Attorney General Jeff Sessions will be in the hot seat Tuesday when Democratic lawmakers on the House Judiciary Committee finally get to grill him about three people: former Trump campaign aides George Papadopoulos and Carter Page, and current White House advisor Stephen Miller.
All three men have made headlines in the past several weeks for revelations of either having or knowing about Russian connections during the Trump campaign that indicate Sessions lied under oath. As we know, Sessions has repeatedly claimed to be unaware of any liaisons between Trump campaign officials and Russian operatives. That claim was blown to bits when the Papadopoulos guilty plea was unsealed several weeks ago, followed by Page telling the House Intelligence panel last week that he informed Sessions of his July 2016 trip to Russia, where he met with Russian government officials.

◆ ◆ ◆ ◆ ◆

▸ **Brief 1**: In the article about Jeff Sessions, give the part that begins at the words "Attorney General Jeff" and stops after "advisor Stephen Miller." again, changing "Tuesday" to "Wednesday".
▸ **Brief 2**: According to the article about Jeff Sessions, Democratic lawmakers on which committee will question him?
▸ **Brief 3**: Decide whether each statement agrees with the article about Jeff Sessions, and quote the words that settle it: (a) Stephen Miller is described as a former Trump campaign aide. (b) Page's trip to Russia took place in July 2016. (c) The Papadopoulos guilty plea was unsealed last week.

◆ ◆ ◆ ◆ ◆

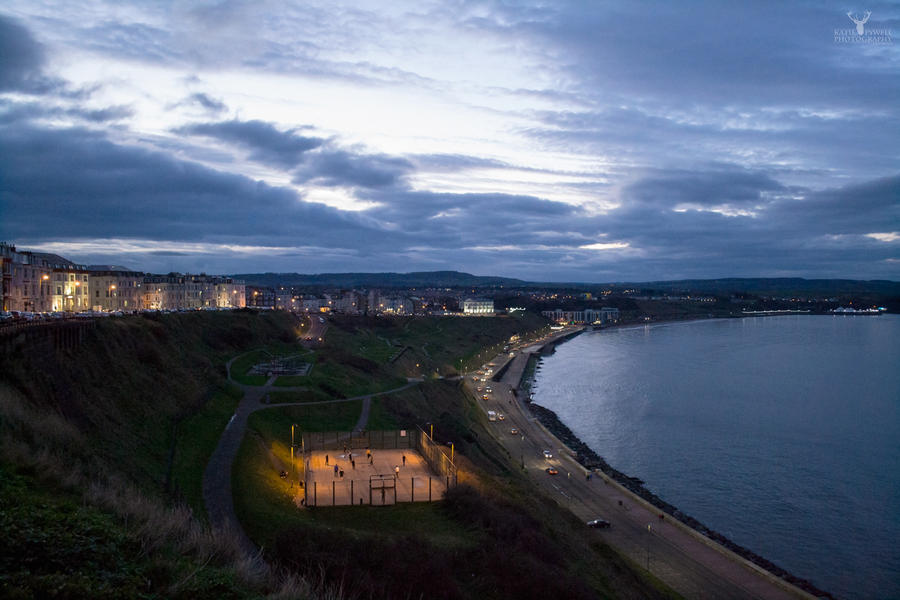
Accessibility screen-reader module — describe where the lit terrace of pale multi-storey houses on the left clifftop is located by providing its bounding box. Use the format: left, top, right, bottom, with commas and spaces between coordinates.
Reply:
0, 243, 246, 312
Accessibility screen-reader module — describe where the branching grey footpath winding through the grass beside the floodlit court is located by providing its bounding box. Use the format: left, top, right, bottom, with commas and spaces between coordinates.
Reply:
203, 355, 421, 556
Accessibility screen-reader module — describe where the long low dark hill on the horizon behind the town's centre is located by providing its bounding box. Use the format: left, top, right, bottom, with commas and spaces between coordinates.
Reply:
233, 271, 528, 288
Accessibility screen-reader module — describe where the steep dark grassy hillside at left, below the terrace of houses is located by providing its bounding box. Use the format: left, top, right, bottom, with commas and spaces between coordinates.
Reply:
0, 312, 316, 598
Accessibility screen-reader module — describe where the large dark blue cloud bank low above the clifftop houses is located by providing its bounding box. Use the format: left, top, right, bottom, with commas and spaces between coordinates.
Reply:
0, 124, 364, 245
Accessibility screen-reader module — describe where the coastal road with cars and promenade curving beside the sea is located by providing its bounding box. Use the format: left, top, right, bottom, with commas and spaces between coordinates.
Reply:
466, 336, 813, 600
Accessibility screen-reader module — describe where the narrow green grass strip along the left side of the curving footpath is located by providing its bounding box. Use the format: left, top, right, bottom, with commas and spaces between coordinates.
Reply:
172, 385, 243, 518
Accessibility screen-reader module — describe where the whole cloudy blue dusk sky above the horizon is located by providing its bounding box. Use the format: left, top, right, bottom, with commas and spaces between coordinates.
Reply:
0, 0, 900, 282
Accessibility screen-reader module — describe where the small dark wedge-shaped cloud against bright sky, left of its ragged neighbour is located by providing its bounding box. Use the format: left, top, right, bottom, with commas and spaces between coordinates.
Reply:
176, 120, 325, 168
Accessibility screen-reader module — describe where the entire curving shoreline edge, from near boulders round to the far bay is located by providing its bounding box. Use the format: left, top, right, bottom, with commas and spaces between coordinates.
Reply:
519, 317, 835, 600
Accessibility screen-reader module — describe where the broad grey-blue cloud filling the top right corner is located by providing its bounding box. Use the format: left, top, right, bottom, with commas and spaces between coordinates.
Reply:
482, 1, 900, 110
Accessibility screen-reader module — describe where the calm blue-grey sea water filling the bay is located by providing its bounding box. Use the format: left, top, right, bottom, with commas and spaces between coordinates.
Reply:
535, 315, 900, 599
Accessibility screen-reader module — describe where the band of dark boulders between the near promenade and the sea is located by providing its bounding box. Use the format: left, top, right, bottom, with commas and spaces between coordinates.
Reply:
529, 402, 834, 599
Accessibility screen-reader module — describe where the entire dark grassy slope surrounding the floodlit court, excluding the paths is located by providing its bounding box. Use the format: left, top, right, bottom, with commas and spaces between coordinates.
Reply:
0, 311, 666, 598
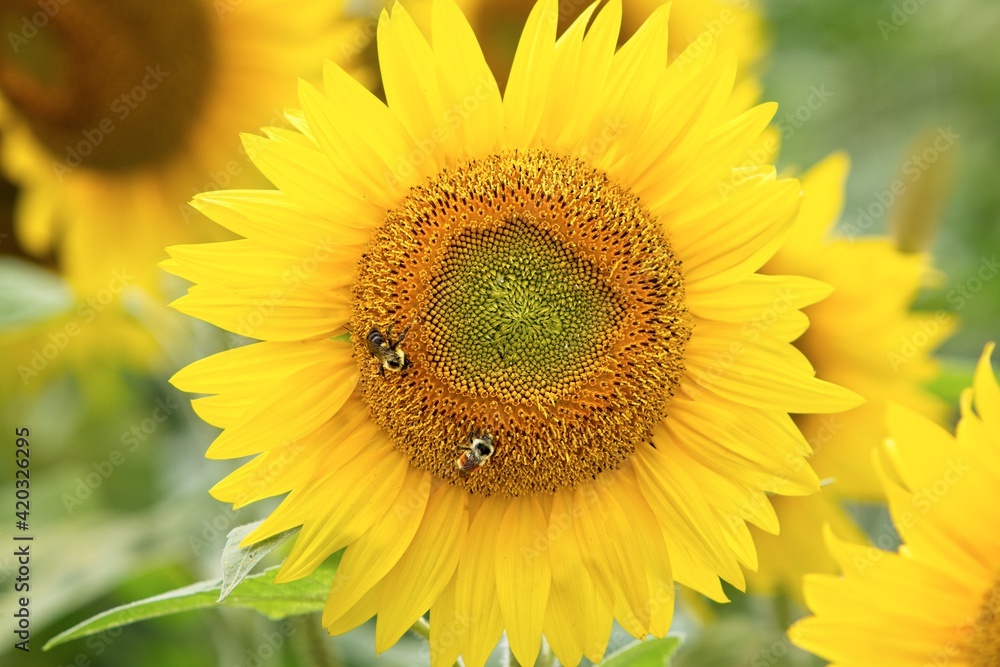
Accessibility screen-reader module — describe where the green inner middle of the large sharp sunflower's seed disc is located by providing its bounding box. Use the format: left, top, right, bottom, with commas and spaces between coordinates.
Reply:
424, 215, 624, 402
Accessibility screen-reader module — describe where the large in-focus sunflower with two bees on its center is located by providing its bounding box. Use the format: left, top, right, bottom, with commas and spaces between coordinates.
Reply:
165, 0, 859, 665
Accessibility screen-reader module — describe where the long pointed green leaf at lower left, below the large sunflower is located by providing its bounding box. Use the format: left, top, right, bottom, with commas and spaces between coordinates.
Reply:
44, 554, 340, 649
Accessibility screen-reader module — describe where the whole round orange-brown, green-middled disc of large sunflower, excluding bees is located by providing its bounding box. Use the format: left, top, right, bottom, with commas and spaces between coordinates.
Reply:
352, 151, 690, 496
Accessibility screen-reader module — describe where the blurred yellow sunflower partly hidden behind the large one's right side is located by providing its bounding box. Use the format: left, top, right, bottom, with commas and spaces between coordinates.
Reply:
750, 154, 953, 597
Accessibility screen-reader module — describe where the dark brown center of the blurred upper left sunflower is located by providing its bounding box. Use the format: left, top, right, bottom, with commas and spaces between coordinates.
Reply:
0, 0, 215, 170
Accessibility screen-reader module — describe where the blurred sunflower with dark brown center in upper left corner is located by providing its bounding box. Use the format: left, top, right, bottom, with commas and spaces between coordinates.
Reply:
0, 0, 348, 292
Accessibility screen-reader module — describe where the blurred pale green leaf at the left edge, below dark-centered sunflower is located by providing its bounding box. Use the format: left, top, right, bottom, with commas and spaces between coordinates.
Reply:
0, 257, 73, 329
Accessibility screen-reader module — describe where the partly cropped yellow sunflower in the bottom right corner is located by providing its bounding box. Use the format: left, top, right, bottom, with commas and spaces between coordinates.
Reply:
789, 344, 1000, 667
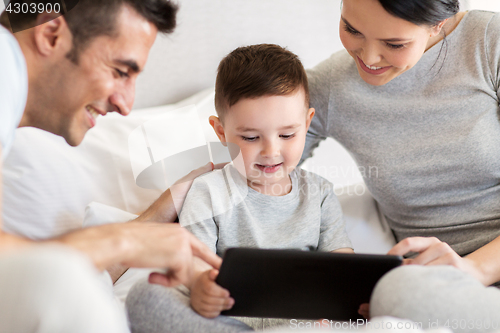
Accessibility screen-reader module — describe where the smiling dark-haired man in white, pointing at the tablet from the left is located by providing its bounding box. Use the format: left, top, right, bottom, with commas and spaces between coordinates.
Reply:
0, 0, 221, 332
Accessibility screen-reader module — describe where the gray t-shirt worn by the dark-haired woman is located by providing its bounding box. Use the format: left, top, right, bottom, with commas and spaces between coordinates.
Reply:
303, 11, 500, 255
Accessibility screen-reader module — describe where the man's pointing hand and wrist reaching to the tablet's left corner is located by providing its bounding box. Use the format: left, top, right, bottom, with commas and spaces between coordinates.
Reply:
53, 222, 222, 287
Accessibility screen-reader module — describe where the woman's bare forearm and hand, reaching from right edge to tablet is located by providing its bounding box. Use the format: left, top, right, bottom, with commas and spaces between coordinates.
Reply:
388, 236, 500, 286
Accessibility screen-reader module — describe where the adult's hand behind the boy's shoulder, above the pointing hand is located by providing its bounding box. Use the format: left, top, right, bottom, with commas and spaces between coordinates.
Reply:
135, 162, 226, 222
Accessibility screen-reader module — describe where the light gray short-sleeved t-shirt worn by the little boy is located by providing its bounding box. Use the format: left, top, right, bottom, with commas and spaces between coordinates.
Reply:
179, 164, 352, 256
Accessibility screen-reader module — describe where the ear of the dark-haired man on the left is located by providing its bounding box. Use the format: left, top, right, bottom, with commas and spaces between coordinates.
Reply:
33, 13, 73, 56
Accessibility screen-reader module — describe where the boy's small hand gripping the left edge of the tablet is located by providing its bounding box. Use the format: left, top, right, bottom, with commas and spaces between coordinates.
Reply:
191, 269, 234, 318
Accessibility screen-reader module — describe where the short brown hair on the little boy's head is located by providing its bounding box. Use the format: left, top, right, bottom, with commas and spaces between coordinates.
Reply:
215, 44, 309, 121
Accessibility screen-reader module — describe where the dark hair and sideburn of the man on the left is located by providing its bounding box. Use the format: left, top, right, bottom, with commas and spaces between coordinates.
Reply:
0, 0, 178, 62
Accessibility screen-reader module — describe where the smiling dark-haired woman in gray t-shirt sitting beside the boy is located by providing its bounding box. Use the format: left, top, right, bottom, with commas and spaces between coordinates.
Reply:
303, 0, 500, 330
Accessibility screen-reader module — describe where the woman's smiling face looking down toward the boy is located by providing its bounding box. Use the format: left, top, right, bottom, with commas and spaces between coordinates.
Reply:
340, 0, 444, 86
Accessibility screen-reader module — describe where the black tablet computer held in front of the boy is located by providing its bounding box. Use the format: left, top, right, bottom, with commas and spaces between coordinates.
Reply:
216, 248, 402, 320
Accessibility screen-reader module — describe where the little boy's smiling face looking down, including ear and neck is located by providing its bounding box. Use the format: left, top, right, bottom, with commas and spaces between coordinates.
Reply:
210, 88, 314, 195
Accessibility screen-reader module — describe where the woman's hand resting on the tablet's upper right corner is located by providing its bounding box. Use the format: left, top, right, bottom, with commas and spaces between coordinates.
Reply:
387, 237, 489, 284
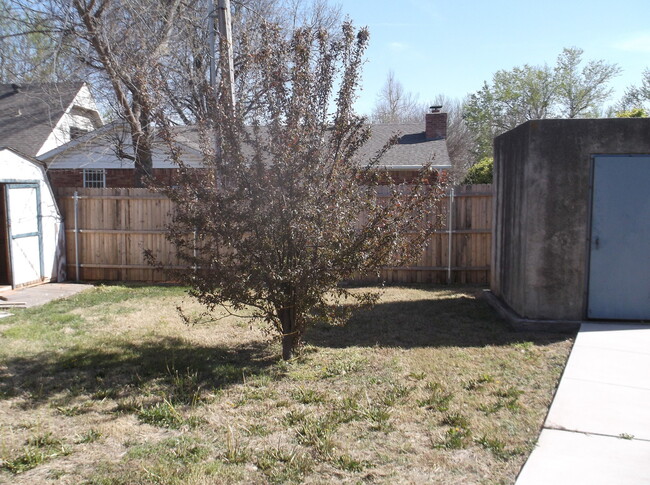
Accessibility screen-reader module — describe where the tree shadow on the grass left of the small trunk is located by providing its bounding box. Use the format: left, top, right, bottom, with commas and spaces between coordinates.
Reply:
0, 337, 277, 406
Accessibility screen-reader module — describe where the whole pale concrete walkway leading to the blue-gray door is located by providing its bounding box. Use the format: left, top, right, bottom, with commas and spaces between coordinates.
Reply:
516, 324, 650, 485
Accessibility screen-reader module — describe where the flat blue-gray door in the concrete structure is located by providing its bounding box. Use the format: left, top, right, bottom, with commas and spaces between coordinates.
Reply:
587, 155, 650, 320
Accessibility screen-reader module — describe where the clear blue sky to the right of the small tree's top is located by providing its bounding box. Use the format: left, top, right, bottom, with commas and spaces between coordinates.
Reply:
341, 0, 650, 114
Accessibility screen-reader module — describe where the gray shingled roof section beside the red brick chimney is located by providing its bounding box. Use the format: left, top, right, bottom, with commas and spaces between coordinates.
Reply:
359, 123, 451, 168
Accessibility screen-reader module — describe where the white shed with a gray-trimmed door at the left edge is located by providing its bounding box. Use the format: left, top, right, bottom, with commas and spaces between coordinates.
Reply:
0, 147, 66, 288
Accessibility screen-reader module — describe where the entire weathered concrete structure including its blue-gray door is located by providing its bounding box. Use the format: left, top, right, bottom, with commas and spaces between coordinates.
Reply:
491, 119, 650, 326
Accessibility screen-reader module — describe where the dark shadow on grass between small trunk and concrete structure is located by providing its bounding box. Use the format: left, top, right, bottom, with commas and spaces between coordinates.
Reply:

◆ ◆ ◆ ◆ ◆

▸ **Task output 1**:
Attorney General Jeff Sessions will be in the hot seat Wednesday when Democratic lawmakers on the House Judiciary Committee finally get to grill him about three people: former Trump campaign aides George Papadopoulos and Carter Page, and current White House advisor Stephen Miller.

▸ **Task output 2**: The House Judiciary Committee.

▸ **Task output 3**:
(a) No: "current White House advisor Stephen Miller"
(b) Yes: "his July 2016 trip to Russia"
(c) No: "the Papadopoulos guilty plea was unsealed several weeks ago"